>> START

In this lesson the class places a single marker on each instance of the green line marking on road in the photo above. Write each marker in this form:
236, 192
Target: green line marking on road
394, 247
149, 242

>> END

Above are some records; repeat all of them exactly.

In this lesson the class places a single marker on each instance of the green line marking on road in the photo above. Write each marker in this form:
236, 192
Target: green line marking on road
394, 247
149, 242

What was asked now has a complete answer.